Stated problem: Reproduce verbatim the lines of the listing below, from the line with "Exercise. Annotate the basketball in" to the line with "x=343, y=127", including both of those lines.

Dataset excerpt

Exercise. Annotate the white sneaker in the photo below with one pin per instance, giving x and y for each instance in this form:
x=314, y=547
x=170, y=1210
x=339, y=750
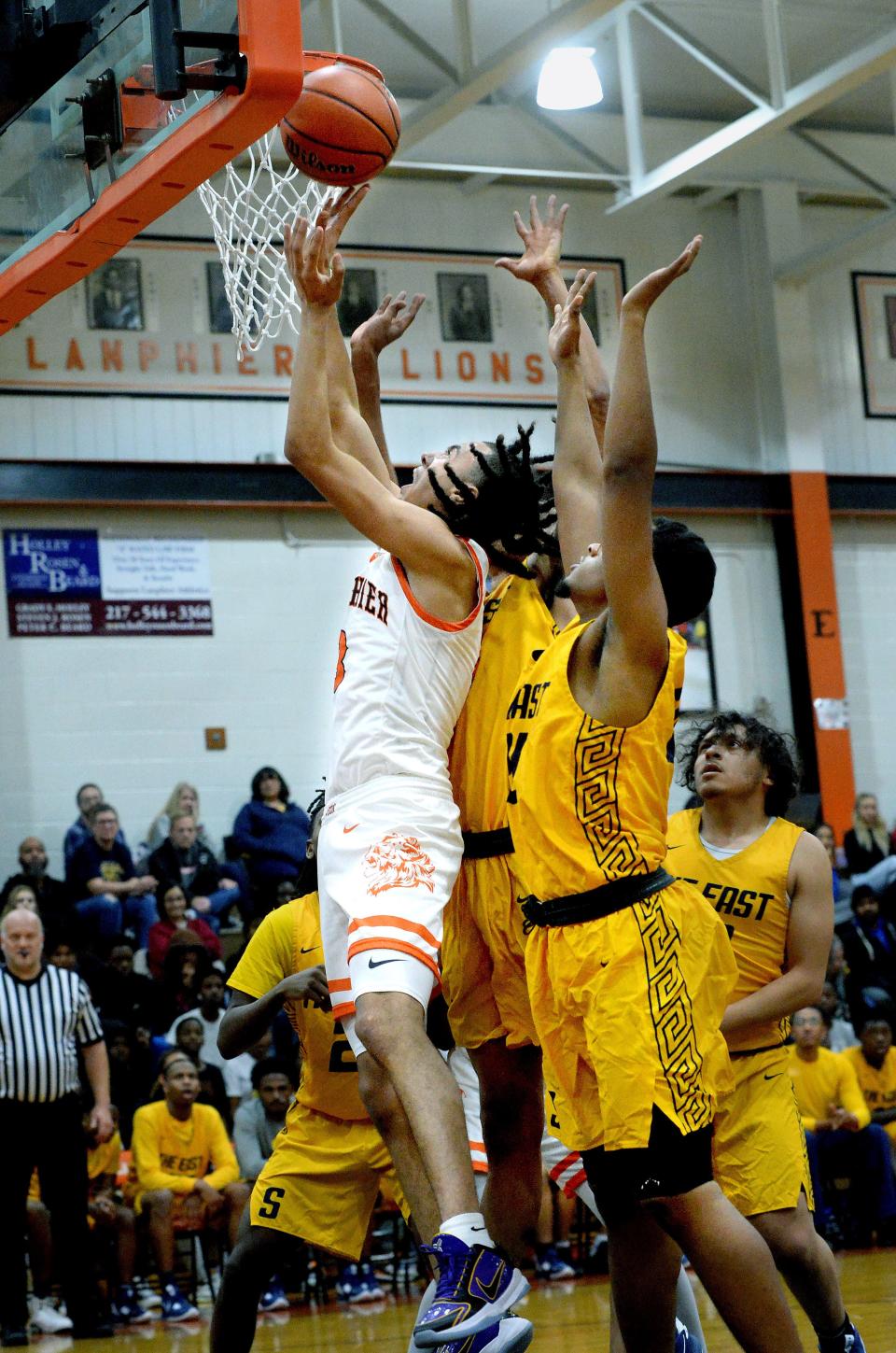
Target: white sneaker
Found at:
x=45, y=1318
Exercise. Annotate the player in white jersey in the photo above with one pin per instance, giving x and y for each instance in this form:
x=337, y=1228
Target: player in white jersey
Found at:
x=391, y=843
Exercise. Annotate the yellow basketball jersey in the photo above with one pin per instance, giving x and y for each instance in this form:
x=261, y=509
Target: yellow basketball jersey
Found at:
x=587, y=802
x=749, y=892
x=518, y=628
x=288, y=940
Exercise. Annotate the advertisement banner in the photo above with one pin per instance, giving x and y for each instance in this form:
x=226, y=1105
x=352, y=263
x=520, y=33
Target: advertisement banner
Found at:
x=75, y=584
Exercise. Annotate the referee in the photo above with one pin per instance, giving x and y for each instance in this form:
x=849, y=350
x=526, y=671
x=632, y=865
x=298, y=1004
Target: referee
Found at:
x=45, y=1018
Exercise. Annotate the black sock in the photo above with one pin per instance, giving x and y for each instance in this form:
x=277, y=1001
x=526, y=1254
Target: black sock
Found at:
x=835, y=1343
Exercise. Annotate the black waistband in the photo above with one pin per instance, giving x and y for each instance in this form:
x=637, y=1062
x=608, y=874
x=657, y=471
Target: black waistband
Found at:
x=595, y=903
x=484, y=844
x=754, y=1051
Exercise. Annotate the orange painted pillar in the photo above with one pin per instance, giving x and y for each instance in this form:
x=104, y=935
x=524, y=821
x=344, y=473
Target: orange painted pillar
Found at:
x=822, y=630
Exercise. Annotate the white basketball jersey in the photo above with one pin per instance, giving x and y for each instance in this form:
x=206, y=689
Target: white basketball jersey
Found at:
x=401, y=678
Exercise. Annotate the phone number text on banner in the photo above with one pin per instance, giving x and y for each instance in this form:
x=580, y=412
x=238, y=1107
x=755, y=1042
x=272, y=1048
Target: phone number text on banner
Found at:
x=76, y=585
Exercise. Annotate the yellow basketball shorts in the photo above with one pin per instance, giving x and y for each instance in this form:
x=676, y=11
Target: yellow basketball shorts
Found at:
x=483, y=966
x=759, y=1148
x=627, y=1011
x=322, y=1181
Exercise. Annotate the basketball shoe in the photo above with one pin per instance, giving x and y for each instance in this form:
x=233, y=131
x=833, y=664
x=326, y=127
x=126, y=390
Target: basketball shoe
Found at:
x=476, y=1287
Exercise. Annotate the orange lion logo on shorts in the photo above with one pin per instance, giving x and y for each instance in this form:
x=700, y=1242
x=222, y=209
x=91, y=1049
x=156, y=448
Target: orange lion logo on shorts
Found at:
x=398, y=862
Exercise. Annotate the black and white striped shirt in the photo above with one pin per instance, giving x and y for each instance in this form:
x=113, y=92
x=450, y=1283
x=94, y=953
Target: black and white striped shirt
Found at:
x=44, y=1021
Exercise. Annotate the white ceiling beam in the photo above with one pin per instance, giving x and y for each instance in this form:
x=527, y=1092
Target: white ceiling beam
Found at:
x=431, y=168
x=792, y=272
x=464, y=36
x=631, y=110
x=703, y=54
x=802, y=100
x=510, y=61
x=776, y=51
x=401, y=30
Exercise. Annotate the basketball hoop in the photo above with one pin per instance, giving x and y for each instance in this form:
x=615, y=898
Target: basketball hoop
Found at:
x=247, y=214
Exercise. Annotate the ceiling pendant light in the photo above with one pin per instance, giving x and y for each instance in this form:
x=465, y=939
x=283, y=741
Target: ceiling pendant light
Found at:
x=569, y=80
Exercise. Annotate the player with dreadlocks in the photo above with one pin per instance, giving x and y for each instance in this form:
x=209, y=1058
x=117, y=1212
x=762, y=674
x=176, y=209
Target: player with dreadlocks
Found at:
x=322, y=1180
x=391, y=840
x=771, y=883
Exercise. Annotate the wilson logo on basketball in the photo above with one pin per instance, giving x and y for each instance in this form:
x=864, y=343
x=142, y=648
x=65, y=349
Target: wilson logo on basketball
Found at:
x=398, y=862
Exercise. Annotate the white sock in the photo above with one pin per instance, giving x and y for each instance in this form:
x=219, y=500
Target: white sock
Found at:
x=468, y=1227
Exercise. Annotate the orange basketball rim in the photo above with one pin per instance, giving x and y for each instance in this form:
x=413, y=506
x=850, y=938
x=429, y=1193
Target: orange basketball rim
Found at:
x=196, y=148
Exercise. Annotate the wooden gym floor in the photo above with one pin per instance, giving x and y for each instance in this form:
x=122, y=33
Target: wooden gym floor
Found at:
x=567, y=1317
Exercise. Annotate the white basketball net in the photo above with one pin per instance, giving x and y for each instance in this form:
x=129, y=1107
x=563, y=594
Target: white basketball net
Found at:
x=247, y=214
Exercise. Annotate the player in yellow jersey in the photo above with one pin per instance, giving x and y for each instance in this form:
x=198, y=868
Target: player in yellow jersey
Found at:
x=771, y=883
x=483, y=969
x=629, y=972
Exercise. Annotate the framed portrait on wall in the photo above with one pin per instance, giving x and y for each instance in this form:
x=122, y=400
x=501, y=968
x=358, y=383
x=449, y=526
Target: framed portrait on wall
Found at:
x=875, y=299
x=358, y=299
x=699, y=695
x=465, y=311
x=115, y=295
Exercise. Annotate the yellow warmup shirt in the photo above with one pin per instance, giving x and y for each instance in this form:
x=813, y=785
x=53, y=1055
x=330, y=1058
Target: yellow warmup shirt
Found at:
x=174, y=1153
x=587, y=802
x=878, y=1087
x=749, y=892
x=287, y=942
x=516, y=629
x=830, y=1080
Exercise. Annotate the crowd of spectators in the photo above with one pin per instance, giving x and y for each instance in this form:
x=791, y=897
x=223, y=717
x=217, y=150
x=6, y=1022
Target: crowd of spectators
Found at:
x=149, y=935
x=138, y=931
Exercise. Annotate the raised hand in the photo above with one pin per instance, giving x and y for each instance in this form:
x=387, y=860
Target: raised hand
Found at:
x=316, y=277
x=563, y=341
x=542, y=241
x=388, y=322
x=642, y=295
x=335, y=216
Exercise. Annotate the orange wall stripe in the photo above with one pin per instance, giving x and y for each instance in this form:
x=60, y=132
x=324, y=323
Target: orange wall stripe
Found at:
x=822, y=632
x=396, y=923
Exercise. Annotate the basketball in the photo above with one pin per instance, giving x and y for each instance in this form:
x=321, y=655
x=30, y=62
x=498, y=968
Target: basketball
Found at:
x=343, y=127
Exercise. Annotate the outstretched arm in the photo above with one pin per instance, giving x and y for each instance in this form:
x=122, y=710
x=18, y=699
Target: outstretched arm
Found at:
x=578, y=475
x=371, y=506
x=388, y=322
x=539, y=265
x=634, y=591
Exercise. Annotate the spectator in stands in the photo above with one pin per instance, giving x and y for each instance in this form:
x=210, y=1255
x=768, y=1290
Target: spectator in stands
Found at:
x=183, y=800
x=21, y=895
x=875, y=1065
x=54, y=897
x=866, y=842
x=80, y=831
x=259, y=1120
x=102, y=873
x=184, y=1169
x=183, y=972
x=114, y=1223
x=183, y=859
x=175, y=925
x=838, y=1031
x=272, y=832
x=211, y=1078
x=869, y=951
x=839, y=1135
x=210, y=1012
x=124, y=994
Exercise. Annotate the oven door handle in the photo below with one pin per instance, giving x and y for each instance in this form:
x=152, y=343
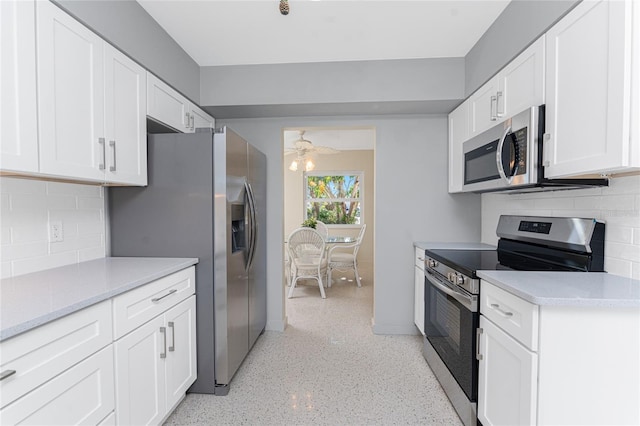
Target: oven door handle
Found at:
x=468, y=301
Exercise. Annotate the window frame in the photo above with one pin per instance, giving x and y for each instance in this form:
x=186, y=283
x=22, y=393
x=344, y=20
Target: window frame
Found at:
x=360, y=199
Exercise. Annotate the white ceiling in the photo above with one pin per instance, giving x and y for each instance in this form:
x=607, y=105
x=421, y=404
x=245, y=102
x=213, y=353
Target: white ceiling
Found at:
x=235, y=32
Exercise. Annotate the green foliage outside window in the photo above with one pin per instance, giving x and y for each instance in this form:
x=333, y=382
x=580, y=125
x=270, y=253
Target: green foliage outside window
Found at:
x=334, y=199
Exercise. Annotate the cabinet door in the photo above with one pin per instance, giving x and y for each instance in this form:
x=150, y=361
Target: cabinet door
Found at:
x=81, y=395
x=167, y=106
x=507, y=379
x=587, y=90
x=201, y=118
x=180, y=366
x=521, y=83
x=70, y=96
x=418, y=308
x=482, y=108
x=125, y=119
x=458, y=133
x=18, y=134
x=140, y=380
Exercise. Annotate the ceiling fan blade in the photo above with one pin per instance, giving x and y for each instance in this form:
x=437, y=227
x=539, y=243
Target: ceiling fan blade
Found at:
x=325, y=150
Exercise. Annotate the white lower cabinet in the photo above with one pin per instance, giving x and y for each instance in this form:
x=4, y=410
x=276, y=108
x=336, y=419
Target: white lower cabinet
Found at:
x=155, y=364
x=554, y=364
x=61, y=372
x=506, y=379
x=83, y=394
x=418, y=308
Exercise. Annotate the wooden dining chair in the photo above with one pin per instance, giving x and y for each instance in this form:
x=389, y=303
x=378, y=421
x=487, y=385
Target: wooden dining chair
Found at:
x=308, y=257
x=345, y=257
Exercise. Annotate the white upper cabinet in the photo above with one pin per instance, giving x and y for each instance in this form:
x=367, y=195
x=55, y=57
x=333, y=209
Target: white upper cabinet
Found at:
x=18, y=134
x=458, y=133
x=516, y=87
x=91, y=104
x=201, y=118
x=167, y=106
x=70, y=96
x=125, y=119
x=588, y=91
x=521, y=83
x=483, y=108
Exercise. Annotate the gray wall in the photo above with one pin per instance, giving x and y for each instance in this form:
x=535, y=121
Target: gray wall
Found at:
x=411, y=202
x=521, y=22
x=126, y=25
x=415, y=82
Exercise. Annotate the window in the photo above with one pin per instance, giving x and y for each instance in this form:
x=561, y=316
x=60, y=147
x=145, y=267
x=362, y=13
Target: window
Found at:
x=335, y=198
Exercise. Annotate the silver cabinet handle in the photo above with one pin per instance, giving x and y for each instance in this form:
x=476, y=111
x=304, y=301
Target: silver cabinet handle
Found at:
x=163, y=330
x=478, y=354
x=157, y=299
x=6, y=374
x=173, y=337
x=497, y=308
x=499, y=111
x=104, y=155
x=493, y=114
x=112, y=168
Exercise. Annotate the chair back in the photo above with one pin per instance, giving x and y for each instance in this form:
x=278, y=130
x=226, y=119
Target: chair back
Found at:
x=321, y=227
x=359, y=239
x=305, y=243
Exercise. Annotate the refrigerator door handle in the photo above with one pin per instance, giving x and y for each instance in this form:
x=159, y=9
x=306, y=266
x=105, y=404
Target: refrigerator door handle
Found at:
x=254, y=225
x=249, y=214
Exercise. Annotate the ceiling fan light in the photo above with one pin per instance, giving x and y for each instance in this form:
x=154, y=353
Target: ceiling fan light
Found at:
x=309, y=166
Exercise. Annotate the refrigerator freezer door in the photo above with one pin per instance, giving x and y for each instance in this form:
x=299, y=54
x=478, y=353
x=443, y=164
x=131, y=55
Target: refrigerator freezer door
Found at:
x=258, y=270
x=231, y=288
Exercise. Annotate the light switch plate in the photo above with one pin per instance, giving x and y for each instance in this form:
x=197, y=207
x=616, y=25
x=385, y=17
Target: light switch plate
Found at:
x=56, y=233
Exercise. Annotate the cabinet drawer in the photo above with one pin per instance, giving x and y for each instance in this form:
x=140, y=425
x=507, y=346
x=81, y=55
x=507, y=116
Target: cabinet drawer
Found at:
x=134, y=308
x=517, y=317
x=83, y=394
x=44, y=352
x=420, y=258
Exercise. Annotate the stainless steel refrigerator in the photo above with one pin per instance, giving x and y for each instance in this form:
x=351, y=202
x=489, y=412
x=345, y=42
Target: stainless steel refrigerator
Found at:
x=206, y=198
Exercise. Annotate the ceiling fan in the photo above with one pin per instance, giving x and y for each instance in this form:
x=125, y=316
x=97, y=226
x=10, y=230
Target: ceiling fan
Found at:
x=305, y=150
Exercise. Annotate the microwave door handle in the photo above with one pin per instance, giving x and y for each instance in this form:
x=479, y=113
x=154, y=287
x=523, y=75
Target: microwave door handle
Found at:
x=501, y=171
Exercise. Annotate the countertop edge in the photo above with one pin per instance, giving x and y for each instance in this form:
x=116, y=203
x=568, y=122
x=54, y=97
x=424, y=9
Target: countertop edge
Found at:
x=560, y=300
x=12, y=331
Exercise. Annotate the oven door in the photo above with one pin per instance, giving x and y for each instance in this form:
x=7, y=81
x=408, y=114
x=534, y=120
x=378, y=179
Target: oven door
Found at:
x=451, y=320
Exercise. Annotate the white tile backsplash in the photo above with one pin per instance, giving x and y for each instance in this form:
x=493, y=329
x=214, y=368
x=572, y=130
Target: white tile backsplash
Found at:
x=618, y=205
x=27, y=206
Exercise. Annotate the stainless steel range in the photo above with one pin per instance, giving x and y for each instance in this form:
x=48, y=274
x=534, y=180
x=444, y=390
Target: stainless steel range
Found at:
x=452, y=290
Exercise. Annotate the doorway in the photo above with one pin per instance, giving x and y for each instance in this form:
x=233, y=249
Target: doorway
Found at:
x=332, y=151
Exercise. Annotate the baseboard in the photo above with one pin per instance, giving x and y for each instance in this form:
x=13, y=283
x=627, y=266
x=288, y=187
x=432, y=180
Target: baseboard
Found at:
x=276, y=325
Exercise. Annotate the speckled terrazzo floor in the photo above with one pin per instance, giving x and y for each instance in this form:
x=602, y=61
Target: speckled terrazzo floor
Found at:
x=327, y=368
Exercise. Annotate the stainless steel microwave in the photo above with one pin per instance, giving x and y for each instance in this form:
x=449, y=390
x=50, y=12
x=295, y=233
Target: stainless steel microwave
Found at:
x=508, y=157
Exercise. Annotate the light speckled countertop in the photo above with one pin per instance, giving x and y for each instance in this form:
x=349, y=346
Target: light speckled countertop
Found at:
x=453, y=246
x=595, y=289
x=30, y=300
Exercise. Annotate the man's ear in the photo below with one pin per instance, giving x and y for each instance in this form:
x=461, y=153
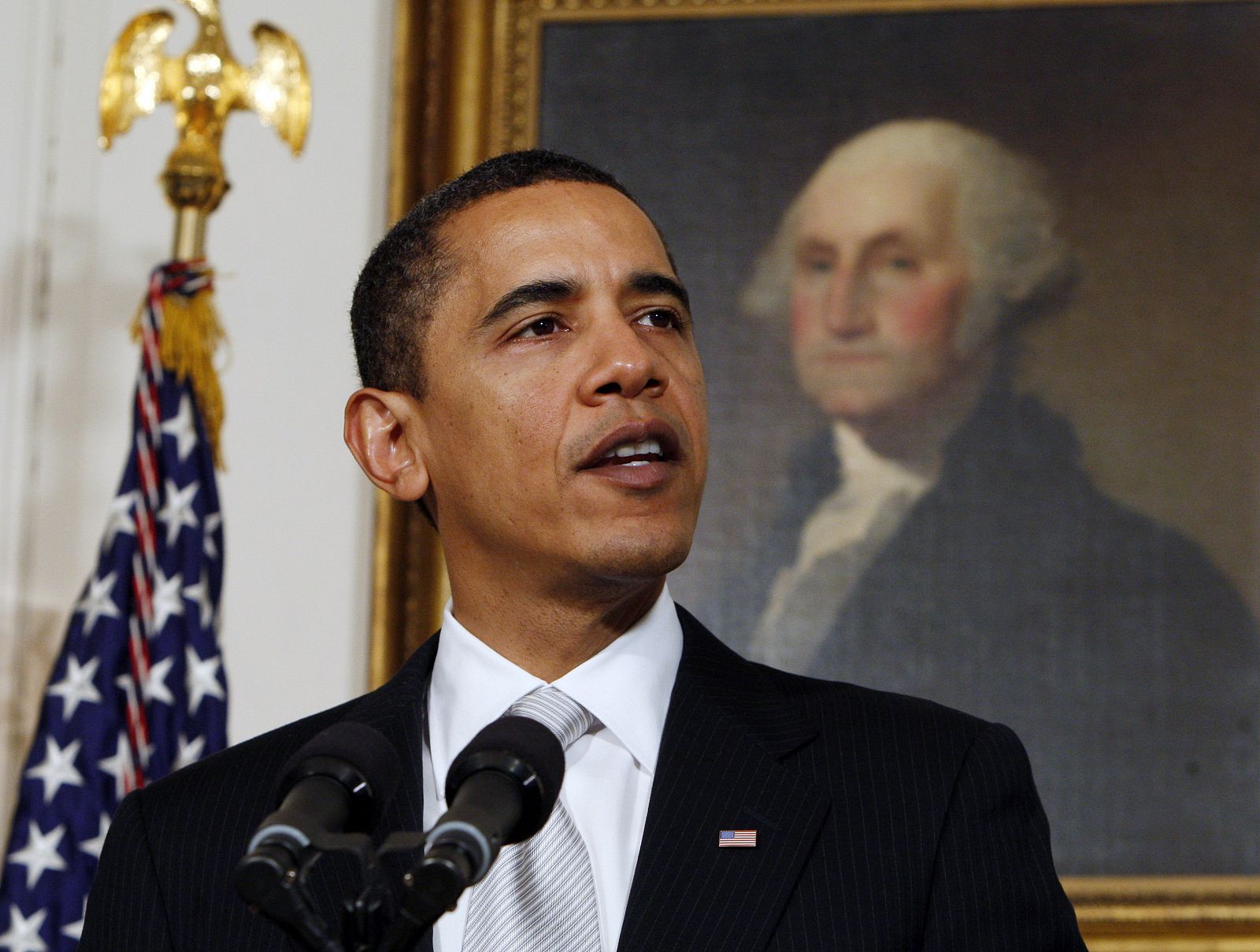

Full response:
Exercise. Annotate the basketball in the photo above with one pin per instance, giving x and y for each instance in this form:
x=321, y=655
x=30, y=62
x=498, y=968
Target: basketball
Found at:
x=343, y=127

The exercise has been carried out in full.